EXERCISE INSTRUCTIONS
Nothing but the data itself, reproduced exactly, is the expected answer.

++++++++

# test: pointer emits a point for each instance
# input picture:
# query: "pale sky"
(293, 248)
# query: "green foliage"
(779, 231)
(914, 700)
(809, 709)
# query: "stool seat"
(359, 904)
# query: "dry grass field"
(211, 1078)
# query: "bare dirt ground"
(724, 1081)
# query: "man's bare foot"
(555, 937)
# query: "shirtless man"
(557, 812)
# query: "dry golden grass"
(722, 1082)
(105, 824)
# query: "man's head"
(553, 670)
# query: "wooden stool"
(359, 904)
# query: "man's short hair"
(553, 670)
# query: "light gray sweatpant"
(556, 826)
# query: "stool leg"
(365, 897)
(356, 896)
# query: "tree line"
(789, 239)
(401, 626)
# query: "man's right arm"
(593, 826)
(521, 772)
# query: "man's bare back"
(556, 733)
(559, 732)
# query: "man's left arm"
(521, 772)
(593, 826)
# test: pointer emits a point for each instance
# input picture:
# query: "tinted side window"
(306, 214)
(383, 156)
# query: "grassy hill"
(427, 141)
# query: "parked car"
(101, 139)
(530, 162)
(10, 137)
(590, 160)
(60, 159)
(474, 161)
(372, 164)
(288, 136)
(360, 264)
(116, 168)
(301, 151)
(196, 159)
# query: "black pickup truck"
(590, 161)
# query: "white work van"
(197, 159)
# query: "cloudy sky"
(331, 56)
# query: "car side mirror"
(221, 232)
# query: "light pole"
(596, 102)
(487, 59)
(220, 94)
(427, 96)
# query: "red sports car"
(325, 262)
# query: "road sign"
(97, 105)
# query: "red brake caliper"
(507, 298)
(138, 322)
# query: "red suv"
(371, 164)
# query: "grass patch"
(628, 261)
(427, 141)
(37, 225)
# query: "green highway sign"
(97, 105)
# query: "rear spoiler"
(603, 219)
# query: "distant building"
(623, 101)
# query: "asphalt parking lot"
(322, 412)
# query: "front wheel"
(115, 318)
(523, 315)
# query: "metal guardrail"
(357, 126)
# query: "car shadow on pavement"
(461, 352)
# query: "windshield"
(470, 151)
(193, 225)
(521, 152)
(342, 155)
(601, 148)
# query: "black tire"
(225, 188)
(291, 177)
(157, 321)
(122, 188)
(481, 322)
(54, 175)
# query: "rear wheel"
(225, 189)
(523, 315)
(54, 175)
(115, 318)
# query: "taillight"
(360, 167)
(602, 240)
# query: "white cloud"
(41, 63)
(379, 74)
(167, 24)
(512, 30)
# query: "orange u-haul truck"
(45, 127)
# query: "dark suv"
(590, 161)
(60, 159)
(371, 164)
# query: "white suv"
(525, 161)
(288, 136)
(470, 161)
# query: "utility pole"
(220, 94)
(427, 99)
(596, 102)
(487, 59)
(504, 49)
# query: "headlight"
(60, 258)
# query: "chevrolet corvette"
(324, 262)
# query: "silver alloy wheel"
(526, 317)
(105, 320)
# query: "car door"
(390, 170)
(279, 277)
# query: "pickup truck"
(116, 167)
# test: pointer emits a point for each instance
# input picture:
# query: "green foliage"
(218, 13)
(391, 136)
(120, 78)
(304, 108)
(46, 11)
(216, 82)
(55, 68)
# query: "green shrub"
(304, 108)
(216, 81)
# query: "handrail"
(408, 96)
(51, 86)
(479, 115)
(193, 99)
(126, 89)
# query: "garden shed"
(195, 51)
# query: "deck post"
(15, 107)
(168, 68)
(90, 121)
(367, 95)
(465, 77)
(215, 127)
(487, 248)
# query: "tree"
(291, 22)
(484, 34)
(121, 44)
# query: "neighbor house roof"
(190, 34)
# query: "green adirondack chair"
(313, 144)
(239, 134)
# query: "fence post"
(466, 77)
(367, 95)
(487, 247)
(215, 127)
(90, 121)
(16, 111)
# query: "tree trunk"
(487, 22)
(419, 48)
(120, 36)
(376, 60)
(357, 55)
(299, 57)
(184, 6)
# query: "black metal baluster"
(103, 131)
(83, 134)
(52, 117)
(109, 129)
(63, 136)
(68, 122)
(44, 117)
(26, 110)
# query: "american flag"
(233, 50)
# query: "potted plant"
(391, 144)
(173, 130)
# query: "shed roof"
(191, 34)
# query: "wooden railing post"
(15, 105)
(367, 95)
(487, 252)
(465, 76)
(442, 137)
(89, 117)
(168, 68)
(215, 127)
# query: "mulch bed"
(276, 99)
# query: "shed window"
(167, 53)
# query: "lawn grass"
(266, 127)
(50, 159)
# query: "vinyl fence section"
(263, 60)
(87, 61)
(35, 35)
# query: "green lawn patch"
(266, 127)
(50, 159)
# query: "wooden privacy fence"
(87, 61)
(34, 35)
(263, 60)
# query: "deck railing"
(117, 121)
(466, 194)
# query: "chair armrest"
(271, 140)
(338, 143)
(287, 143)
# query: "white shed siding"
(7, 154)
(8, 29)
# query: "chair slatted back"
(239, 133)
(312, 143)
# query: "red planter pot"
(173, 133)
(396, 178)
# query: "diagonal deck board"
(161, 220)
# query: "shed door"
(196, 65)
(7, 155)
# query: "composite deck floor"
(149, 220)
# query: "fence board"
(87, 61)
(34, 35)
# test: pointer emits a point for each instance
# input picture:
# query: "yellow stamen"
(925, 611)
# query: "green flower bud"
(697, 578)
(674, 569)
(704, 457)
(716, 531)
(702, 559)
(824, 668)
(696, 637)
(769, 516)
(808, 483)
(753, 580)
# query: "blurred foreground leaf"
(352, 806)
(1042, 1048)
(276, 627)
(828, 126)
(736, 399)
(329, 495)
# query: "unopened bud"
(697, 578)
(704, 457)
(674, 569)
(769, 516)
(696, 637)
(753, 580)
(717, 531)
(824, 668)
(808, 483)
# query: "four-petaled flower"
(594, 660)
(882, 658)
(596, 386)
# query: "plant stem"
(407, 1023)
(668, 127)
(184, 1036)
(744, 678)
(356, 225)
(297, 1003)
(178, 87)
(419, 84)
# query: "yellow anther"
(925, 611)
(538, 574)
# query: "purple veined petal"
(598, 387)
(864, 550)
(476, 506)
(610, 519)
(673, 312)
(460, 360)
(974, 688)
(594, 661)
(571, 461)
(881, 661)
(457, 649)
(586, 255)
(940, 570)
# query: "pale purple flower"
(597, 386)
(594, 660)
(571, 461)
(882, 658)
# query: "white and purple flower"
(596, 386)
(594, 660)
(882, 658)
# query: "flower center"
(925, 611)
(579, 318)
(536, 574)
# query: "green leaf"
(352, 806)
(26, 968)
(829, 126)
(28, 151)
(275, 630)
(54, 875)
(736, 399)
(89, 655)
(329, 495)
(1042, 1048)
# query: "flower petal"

++++++++

RESULT
# test: pointer emits a point for each instance
# input picture:
# query: "pale sky"
(293, 248)
# query: "green foliage"
(779, 231)
(914, 700)
(809, 709)
# query: "stool seat"
(359, 904)
# query: "dry grass field"
(211, 1078)
# query: "bare dirt ground"
(724, 1081)
# query: "man's bare foot"
(555, 937)
# query: "shirtless man"
(557, 812)
# query: "dry golden grass"
(722, 1082)
(105, 824)
# query: "man's head"
(553, 670)
# query: "wooden stool"
(359, 904)
# query: "man's short hair"
(553, 670)
# query: "light gray sweatpant"
(556, 826)
# query: "stool leg"
(365, 897)
(356, 896)
# query: "tree line"
(789, 239)
(401, 626)
# query: "man's right arm"
(593, 826)
(521, 772)
# query: "man's bare back"
(556, 733)
(559, 732)
# query: "man's left arm"
(521, 772)
(593, 826)
# test: pointer emits a point for each instance
# input picture:
# query: "tinted side window"
(306, 214)
(383, 156)
# query: "grassy hill"
(427, 141)
# query: "parked car"
(101, 139)
(530, 162)
(10, 137)
(590, 160)
(60, 159)
(474, 161)
(372, 164)
(288, 136)
(360, 264)
(116, 168)
(301, 151)
(196, 159)
# query: "black pickup truck"
(590, 161)
# query: "white work van"
(197, 159)
# query: "cloudy sky"
(331, 56)
# query: "car side mirror"
(221, 232)
# query: "light pole"
(596, 102)
(487, 59)
(220, 94)
(427, 96)
# query: "red sports car"
(325, 262)
# query: "road sign"
(97, 105)
# query: "red brake caliper"
(507, 298)
(138, 322)
# query: "red suv"
(371, 164)
# query: "grass patch"
(628, 261)
(427, 141)
(37, 225)
# query: "green highway sign"
(97, 105)
# query: "rear spoiler"
(603, 219)
# query: "distant building"
(623, 101)
# query: "asphalt parking lot"
(322, 412)
# query: "front wheel"
(115, 318)
(523, 315)
# query: "metal guardrail"
(357, 126)
# query: "car shadow on pavement"
(461, 352)
# query: "windshield"
(470, 151)
(193, 225)
(521, 152)
(342, 155)
(601, 148)
# query: "black tire"
(225, 188)
(291, 177)
(157, 321)
(122, 188)
(481, 322)
(54, 175)
# query: "rear wheel"
(225, 189)
(523, 315)
(54, 175)
(115, 318)
# query: "taillight"
(360, 167)
(602, 240)
# query: "white cloud"
(41, 63)
(379, 74)
(167, 24)
(512, 30)
# query: "orange u-haul truck"
(45, 127)
# query: "dark suv"
(590, 161)
(60, 159)
(371, 164)
# query: "white suv"
(525, 161)
(288, 136)
(470, 161)
# query: "utility pole"
(220, 94)
(427, 99)
(596, 102)
(487, 59)
(504, 49)
# query: "headlight"
(60, 258)
# query: "chevrolet corvette"
(324, 262)
# query: "silver alloy wheel"
(526, 317)
(105, 320)
# query: "car door"
(390, 170)
(279, 277)
# query: "pickup truck"
(116, 167)
# test: pointer emits a point for each instance
# input picture:
# query: "green foliage"
(218, 13)
(391, 136)
(120, 78)
(304, 108)
(46, 11)
(216, 82)
(55, 68)
# query: "green shrub"
(304, 108)
(216, 81)
# query: "handrail"
(408, 96)
(51, 86)
(479, 115)
(193, 99)
(126, 89)
# query: "garden shed"
(195, 51)
# query: "deck post"
(15, 107)
(168, 68)
(90, 121)
(367, 95)
(465, 77)
(215, 127)
(487, 248)
# query: "tree"
(291, 22)
(484, 34)
(121, 44)
# query: "neighbor house roof"
(190, 34)
# query: "green adirondack chair"
(313, 144)
(239, 134)
# query: "fence post"
(466, 77)
(367, 95)
(487, 247)
(215, 127)
(90, 121)
(16, 111)
# query: "tree trunk"
(487, 22)
(419, 48)
(120, 36)
(376, 60)
(357, 55)
(299, 57)
(184, 6)
# query: "black metal baluster"
(103, 131)
(83, 134)
(52, 117)
(109, 129)
(63, 136)
(68, 122)
(44, 117)
(26, 110)
# query: "american flag"
(233, 50)
# query: "potted plant"
(391, 144)
(173, 130)
# query: "shed roof"
(191, 34)
# query: "wooden railing post"
(15, 105)
(367, 95)
(487, 252)
(465, 76)
(442, 137)
(89, 117)
(168, 68)
(215, 127)
# query: "mulch bed"
(276, 99)
# query: "shed window"
(167, 53)
# query: "lawn grass"
(266, 127)
(50, 159)
# query: "vinyl fence section"
(263, 60)
(87, 61)
(35, 35)
# query: "green lawn patch"
(266, 127)
(50, 159)
# query: "wooden privacy fence"
(87, 61)
(34, 35)
(263, 60)
# query: "deck railing"
(117, 121)
(466, 194)
# query: "chair armrest"
(271, 140)
(338, 143)
(287, 143)
# query: "white shed siding"
(7, 154)
(8, 29)
# query: "chair slatted back"
(239, 133)
(312, 143)
# query: "red planter pot"
(173, 133)
(396, 178)
# query: "diagonal deck board"
(161, 220)
# query: "shed door"
(196, 65)
(7, 155)
# query: "composite deck floor"
(149, 220)
# query: "fence board"
(87, 61)
(34, 35)
# test: pointer emits a point for each instance
# input picture:
# query: "yellow stamen"
(925, 611)
# query: "green flower bud"
(697, 578)
(674, 569)
(704, 457)
(716, 531)
(702, 559)
(824, 668)
(696, 637)
(769, 516)
(808, 483)
(753, 580)
# query: "blurred foreground leaf"
(352, 806)
(1042, 1048)
(276, 627)
(828, 126)
(736, 399)
(329, 495)
# query: "unopened bud"
(697, 578)
(704, 457)
(674, 569)
(769, 516)
(696, 637)
(753, 580)
(717, 531)
(824, 668)
(808, 483)
# query: "four-petaled flower"
(594, 660)
(882, 658)
(596, 386)
# query: "plant stem"
(407, 1023)
(668, 127)
(184, 1036)
(744, 678)
(356, 225)
(297, 1003)
(178, 87)
(419, 84)
# query: "yellow anther"
(925, 611)
(538, 574)
# query: "purple veined petal"
(598, 387)
(864, 550)
(476, 506)
(610, 519)
(673, 312)
(460, 360)
(974, 688)
(594, 661)
(571, 461)
(881, 661)
(457, 649)
(586, 255)
(940, 570)
# query: "pale purple flower"
(597, 386)
(594, 660)
(571, 461)
(882, 658)
# query: "white and purple flower"
(596, 386)
(594, 660)
(882, 658)
# query: "flower center"
(925, 611)
(579, 318)
(536, 574)
# query: "green leaf"
(352, 806)
(26, 968)
(829, 126)
(28, 151)
(275, 630)
(54, 875)
(736, 399)
(89, 655)
(329, 495)
(1042, 1048)
# query: "flower petal"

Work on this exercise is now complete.